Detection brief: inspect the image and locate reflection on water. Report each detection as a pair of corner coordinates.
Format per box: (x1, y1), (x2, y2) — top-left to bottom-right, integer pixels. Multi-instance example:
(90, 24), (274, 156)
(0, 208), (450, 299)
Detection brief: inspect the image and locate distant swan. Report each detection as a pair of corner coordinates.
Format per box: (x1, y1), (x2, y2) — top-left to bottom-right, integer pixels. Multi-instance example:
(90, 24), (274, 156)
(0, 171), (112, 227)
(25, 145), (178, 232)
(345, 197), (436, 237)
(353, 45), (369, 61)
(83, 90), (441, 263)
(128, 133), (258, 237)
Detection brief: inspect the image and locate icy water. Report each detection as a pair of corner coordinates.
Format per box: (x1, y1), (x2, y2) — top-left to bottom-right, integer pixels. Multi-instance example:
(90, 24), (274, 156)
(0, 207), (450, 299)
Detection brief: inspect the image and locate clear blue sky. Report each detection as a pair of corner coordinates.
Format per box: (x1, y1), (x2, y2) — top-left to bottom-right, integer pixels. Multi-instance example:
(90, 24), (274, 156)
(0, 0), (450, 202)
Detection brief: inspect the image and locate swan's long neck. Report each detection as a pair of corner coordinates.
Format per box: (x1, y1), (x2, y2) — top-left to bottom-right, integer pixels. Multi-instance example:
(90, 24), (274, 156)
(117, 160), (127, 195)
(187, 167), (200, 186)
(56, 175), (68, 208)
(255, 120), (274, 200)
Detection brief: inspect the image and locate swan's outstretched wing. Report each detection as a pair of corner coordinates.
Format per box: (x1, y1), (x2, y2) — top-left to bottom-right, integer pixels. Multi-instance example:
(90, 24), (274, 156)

- - -

**Written task:** Update the records above, replacing every "Detection brief" with "Search task" and leaving everything else unchanged.

**Problem solution:**
Search task: inspect the image and locate reflection on water. Report each detection as a pair of corner coordinates.
Format per box: (x1, y1), (x2, y2) — top-left to bottom-right, integer pixels. Multi-instance example:
(90, 24), (274, 156)
(0, 208), (450, 299)
Search task: inspect the image and locate distant swan. Report each detection as a pair of corner coordinates.
Format per box: (x1, y1), (x2, y2) — top-left to bottom-right, integer pixels. Multi-instance example:
(90, 24), (274, 156)
(0, 171), (112, 227)
(25, 145), (178, 232)
(345, 197), (436, 237)
(353, 45), (369, 61)
(83, 90), (441, 263)
(128, 133), (258, 237)
Search task: inspect the image and locate icy water. Report each detection as a pair of corner coordinates.
Format per box: (x1, y1), (x2, y2) — top-left to bottom-right, integer pixels. Multi-instance example:
(90, 24), (274, 156)
(0, 207), (450, 299)
Search task: inspect the image and locate clear blue sky. Report each detection as a pair of corner coordinates.
Format per box: (x1, y1), (x2, y2) — top-left to bottom-right, integer pixels. Multi-instance example:
(90, 24), (274, 156)
(0, 0), (450, 202)
Search task: inspect the image and locate swan's long neck. Report each detection as a pair of corner coordinates.
Format per box: (x1, y1), (x2, y2) — top-left to bottom-right, integer pixels. Multi-instance example:
(90, 24), (274, 156)
(117, 160), (127, 195)
(187, 167), (200, 186)
(56, 175), (68, 208)
(255, 120), (274, 200)
Search task: inspect the image and locate swan's outstretched wing. Report each detection as a pair of corner coordinates.
Format per box: (x1, y1), (x2, y2) — top-left to bottom-right, integer pixels. Multi-instance example:
(90, 24), (274, 156)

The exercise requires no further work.